Indeed, whether its roots
come from national and patriotic pride, or ethnic superiority, or linguistic
nuance, or artistic professional training and experience, or from academic
prowess, or even from ‘the right religion’ , these attitudes and the psychology
that seeds and sustains them, will have to be re-considered, re-evaluated, and
collectively on a global basis, reconfigured. Facing the convergence of global
crises, none of which bend to denial, or
refutation, or erasure, or even moderation or amelioration, through incremental
baby steps, this scribe is inviting each reader here present to revisit the
cell of Nelson Mandela, in the state of mind, and the legal and hopeless state
of the situation he and his comrades faced.
In the spirit of a 6 x 6
cell with bars on an outside window, sentenced to an unknown period of
punishment for having willfully, consciously and deliberately confronted a
system that was literally, and also metaphorically, spiritually, economically
and politically “killing” the spirit of his people, let’s try to imagine, first
what Mandela might have been considering, (as he ironically completed his legal
exams from the University in London, while at Robben Island) and contemplated
his options on behalf of his people.
It is the spirit of
Mandela, irrespective of his legal education, or his specific tribal
affiliations in the Transkei, or his specific and relevant and highly committed
band of comrades, although certainly not without such support and
determination, that we can all, through our imagination, put on the Madiba
shirts, adopted from Indonesian batik clothing, made of cotton or silk, and pick up the torch that he has
ignited in the human spirit to defy similar, if national and not international,
forces that were suffocating his people.

DATASET EXTRACT:
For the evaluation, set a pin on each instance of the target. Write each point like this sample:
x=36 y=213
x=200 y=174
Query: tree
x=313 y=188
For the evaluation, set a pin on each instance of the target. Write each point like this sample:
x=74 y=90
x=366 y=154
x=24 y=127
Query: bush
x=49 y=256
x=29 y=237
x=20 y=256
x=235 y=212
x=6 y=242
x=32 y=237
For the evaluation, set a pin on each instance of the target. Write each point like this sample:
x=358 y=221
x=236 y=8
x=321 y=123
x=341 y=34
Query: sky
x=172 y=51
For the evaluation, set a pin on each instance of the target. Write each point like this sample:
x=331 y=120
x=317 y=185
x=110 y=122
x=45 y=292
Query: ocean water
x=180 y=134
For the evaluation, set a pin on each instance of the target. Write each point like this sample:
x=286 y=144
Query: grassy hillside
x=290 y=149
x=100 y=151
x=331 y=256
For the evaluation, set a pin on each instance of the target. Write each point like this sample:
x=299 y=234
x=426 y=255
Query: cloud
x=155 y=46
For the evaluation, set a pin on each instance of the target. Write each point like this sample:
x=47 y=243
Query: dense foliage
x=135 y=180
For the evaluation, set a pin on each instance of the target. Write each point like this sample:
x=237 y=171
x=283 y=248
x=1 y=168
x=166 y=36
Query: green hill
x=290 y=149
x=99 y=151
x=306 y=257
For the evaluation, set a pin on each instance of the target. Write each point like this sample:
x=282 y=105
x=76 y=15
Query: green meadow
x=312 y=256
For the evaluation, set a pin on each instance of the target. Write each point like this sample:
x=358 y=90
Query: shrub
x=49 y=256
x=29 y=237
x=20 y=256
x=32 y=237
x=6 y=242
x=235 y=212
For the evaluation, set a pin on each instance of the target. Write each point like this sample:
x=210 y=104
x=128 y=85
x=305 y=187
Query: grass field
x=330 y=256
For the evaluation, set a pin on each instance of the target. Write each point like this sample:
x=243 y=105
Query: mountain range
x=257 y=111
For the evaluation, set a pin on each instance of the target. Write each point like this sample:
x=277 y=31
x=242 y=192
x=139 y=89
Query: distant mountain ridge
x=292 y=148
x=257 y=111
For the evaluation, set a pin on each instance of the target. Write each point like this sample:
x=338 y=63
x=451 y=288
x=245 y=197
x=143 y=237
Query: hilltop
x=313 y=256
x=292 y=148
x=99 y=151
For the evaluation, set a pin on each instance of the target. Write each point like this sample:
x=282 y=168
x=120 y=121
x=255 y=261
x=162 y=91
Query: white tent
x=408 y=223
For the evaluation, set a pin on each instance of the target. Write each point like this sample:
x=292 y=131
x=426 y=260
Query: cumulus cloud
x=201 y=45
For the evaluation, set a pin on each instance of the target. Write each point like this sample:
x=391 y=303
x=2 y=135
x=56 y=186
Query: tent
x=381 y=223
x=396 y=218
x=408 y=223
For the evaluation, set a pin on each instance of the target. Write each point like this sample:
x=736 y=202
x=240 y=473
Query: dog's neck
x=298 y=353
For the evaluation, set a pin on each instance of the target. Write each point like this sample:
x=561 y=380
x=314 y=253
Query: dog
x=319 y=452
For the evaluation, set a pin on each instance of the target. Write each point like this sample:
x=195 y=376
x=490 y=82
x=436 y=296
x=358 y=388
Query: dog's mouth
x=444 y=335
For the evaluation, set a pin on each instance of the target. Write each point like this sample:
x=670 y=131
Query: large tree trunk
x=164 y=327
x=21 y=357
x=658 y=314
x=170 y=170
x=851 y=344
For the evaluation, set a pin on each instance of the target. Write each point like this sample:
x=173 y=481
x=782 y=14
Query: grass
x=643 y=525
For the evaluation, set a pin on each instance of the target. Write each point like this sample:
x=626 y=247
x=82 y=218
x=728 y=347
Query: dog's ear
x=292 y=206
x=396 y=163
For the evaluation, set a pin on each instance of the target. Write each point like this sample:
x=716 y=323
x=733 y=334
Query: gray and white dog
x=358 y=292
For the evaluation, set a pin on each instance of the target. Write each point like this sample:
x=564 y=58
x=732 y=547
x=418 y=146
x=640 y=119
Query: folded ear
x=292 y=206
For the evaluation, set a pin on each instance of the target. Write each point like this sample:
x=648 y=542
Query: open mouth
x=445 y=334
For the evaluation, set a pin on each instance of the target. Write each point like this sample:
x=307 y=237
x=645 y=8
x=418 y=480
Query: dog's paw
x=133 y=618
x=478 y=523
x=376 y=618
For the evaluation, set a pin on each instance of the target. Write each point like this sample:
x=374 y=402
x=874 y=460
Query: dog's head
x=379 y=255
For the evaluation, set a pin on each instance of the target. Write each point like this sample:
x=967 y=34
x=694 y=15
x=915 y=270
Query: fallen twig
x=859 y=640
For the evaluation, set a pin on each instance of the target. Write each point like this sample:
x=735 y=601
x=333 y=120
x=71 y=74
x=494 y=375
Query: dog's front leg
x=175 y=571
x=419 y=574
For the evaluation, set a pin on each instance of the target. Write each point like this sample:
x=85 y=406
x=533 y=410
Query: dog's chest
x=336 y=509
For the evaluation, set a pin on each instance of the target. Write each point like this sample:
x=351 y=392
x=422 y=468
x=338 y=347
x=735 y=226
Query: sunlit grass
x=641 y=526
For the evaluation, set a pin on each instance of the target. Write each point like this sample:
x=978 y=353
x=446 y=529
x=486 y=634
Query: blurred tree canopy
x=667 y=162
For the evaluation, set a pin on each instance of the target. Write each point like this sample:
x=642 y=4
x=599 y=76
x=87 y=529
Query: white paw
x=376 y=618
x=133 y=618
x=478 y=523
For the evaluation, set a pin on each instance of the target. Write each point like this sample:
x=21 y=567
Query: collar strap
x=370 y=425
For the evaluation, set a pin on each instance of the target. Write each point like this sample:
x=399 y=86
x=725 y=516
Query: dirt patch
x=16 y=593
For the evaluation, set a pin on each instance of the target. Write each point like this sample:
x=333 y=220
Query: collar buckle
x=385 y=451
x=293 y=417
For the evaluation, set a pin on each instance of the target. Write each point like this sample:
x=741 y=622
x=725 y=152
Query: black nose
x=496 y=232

TASK GOAL: Translate this sentence from the passage on Nelson Mandela into Spanish: "Facing the convergence of global crises, none of which bend to denial, or refutation, or erasure, or even moderation or amelioration, through incremental baby steps, this scribe is inviting each reader here present to revisit the cell of Nelson Mandela, in the state of mind, and the legal and hopeless state of the situation he and his comrades faced."

ANSWER SECTION: Ante la convergencia de crisis globales, ninguna de las cuales cede ante la negación, ni la refutación, ni el borrado, ni siquiera ante la moderación o la mejora mediante pequeños pasos graduales, este escriba invita a cada lector aquí presente a volver a visitar la celda de Nelson Mandela, en el estado de ánimo y en el estado legal y desesperanzado de la situación que él y sus camaradas enfrentaron.